══ DOCUMENT SEGMENT

We are fracking our water away
- Randi Pokladnik
- December 15, 2017
- 1569
The entire process of high-pressure hydraulic fracturing or “fracking” is full of dangerous activities that affect human health and the environment. This isn’t, as they say, “Your grandfather’s oil and gas industry.” Yesterday’s easy to reach oil and gas is gone, and now unconventional methods are required to release hydrocarbons locked deep in shale layers below us.
In order to access the oil and gas, a mixture of water, proprietary chemicals and sand is blasted down into the earth’s rock layers via horizontally drilled wells, some drilled as deep as 10,000 feet. This causes massive fractures in the bedrock. Sand holds those newly created spaces open. This allows the oil or gas to seep out and travel up the well casing.
Millions of tons of sand from Wisconsin and Minnesota are mined and used in the fracking mixture. A single well can require 10,000 tons of sand, according to Minnesota’s Department of Natural Resources. Both processes of mining and mixing the sand expose miners and gas and oil workers to silica dust from the sand. This dust can cause silicosis and lung cancer.
Hundreds of chemicals are used in the fracking mixture. Substances like arsenic, benzene, cadmium, lead, formaldehyde, chlorine and mercury are associated with either developmental or reproductive health effects.
Many of the chemicals used are not even disclosed, due to patents and other legal issues. A recent study in the Journal of Exposure Science and Environmental Epidemiology reported that out of 1,021 chemicals identified in hydraulic fracturing liquids, 781 (76 percent) were lacking toxicity information.
One of the most troubling procedures of the fracking process is the withdrawal of anywhere from 4-6 million gallons of surface water per well to create the fracking mixture. Just this spring, the Caldwell Journal-Leader reported that the Muskingum Watershed Conservancy District approved a second short-term water sale from Seneca Lake with Antero Resources. The district got approximately $9,000 a day, and the industry withdrew about 135 million gallons from the lake.
Once a well has been “fracked,” only 20 percent of this water is recovered from the wells. No longer fresh water, this fluid is known as “flowback” water. This contaminated water is now a waste product, as is the naturally occurring brine, drill cuttings, sludge and solids brought to the surface of a well during the drilling and fracking processes.
The Marcellus shale layer has been known for its high level of radioactivity. This radiation isn’t a threat to us when it’s deep below the surface, but once the fracking mixture comes into contact with the shale, it too becomes radioactive.
Studies show the fracking wastes can contain uranium-238, radium-226, uranium-234, thorium-230, lead-210 and polonium-210. Radium-226 is water soluble and has a half-life of 1,600 years.

════
══ RECORDED DATA

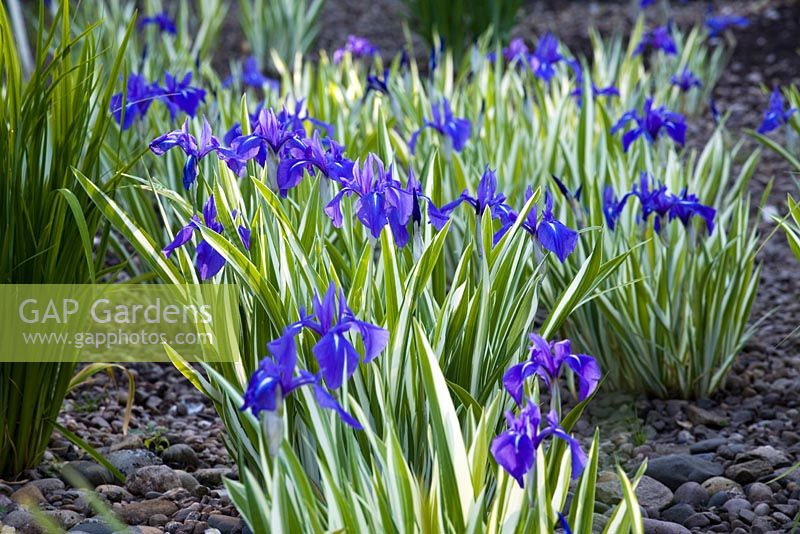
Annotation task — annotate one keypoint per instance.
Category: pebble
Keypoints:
(758, 492)
(153, 478)
(749, 471)
(717, 484)
(654, 526)
(691, 493)
(180, 456)
(138, 513)
(675, 469)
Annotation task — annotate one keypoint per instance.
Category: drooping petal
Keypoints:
(326, 400)
(337, 358)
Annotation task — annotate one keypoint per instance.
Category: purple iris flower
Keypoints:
(138, 97)
(358, 47)
(516, 51)
(546, 360)
(657, 200)
(551, 234)
(208, 261)
(545, 57)
(335, 354)
(657, 39)
(650, 124)
(686, 80)
(776, 113)
(455, 129)
(378, 84)
(182, 95)
(312, 155)
(718, 24)
(515, 449)
(162, 20)
(382, 200)
(195, 149)
(596, 91)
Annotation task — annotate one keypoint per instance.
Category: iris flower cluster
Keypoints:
(776, 113)
(650, 124)
(550, 233)
(596, 91)
(177, 95)
(718, 24)
(278, 376)
(208, 261)
(455, 129)
(162, 20)
(658, 201)
(685, 80)
(542, 61)
(358, 47)
(657, 39)
(515, 449)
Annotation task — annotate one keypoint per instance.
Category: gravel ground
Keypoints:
(711, 462)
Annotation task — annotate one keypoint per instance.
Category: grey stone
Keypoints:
(749, 471)
(225, 524)
(762, 508)
(653, 495)
(691, 493)
(716, 484)
(129, 460)
(180, 456)
(138, 513)
(48, 485)
(158, 478)
(707, 445)
(697, 521)
(675, 469)
(758, 492)
(719, 498)
(678, 513)
(66, 519)
(93, 473)
(654, 526)
(22, 521)
(735, 506)
(700, 416)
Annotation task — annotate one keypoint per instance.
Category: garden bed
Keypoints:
(710, 460)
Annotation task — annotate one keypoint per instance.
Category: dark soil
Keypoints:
(712, 461)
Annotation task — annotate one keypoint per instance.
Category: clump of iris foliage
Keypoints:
(52, 120)
(416, 255)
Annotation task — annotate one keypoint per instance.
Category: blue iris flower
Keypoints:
(278, 376)
(685, 80)
(515, 449)
(656, 200)
(718, 24)
(139, 95)
(182, 95)
(357, 47)
(314, 156)
(455, 129)
(651, 123)
(209, 262)
(335, 354)
(776, 113)
(195, 149)
(596, 91)
(546, 56)
(546, 360)
(162, 20)
(657, 39)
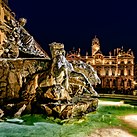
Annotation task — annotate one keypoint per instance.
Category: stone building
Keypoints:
(116, 70)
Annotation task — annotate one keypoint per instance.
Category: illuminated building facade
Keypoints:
(116, 70)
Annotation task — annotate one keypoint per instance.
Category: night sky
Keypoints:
(76, 22)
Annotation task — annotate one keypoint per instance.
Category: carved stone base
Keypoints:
(64, 111)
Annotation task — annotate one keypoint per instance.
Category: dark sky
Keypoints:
(76, 22)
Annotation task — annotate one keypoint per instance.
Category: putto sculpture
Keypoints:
(63, 90)
(18, 39)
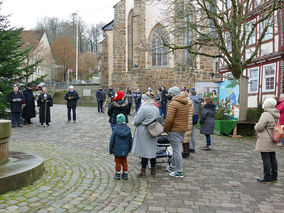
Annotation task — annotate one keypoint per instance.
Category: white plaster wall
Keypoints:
(252, 101)
(266, 48)
(266, 96)
(47, 65)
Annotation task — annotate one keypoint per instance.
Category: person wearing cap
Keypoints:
(137, 98)
(164, 99)
(29, 105)
(71, 97)
(280, 107)
(117, 106)
(264, 143)
(207, 121)
(176, 125)
(145, 146)
(196, 101)
(120, 145)
(16, 99)
(44, 102)
(101, 96)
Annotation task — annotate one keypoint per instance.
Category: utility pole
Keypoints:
(77, 45)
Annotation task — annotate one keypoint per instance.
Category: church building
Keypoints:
(133, 53)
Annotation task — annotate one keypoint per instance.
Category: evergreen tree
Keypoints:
(12, 62)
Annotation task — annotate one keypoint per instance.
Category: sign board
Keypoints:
(86, 92)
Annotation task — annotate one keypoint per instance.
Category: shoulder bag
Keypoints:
(277, 133)
(154, 129)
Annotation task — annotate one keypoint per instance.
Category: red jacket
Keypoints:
(280, 107)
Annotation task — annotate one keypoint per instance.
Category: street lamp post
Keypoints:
(77, 45)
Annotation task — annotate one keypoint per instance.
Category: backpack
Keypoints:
(277, 132)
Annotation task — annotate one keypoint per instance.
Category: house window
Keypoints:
(257, 3)
(228, 76)
(188, 37)
(159, 51)
(253, 79)
(269, 32)
(38, 71)
(269, 77)
(249, 28)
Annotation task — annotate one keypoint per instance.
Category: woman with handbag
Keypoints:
(264, 143)
(144, 145)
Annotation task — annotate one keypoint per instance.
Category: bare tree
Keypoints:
(223, 29)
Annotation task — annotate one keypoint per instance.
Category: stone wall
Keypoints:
(105, 58)
(119, 45)
(83, 89)
(5, 133)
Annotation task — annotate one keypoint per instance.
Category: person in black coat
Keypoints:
(101, 96)
(71, 97)
(44, 102)
(111, 93)
(164, 98)
(29, 105)
(207, 121)
(137, 98)
(16, 100)
(128, 97)
(119, 105)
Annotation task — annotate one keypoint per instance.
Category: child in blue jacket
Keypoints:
(120, 145)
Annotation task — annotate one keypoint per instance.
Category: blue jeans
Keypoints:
(100, 106)
(164, 109)
(192, 141)
(16, 119)
(161, 111)
(208, 140)
(69, 113)
(137, 105)
(112, 126)
(175, 139)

════

*TASKS TO COMPLETE:*
A) List every radioactive substance that the fracking article says fracking wastes can contain.
B) Using the fracking article, state whether each statement agrees with it: (i) One well can need 10,000 tons of sand. (ii) About half of the water used in fracking a well is recovered. (iii) Radium-226 has a half-life of 1,600 years.

*RESULTS FOR THE EXERCISE:*
A) uranium-238, radium-226, uranium-234, thorium-230, lead-210, polonium-210

B)
(i) Yes: "A single well can require 10,000 tons of sand"
(ii) No: "only 20 percent of this water is recovered from the wells"
(iii) Yes: "Radium-226 is water soluble and has a half-life of 1,600 years"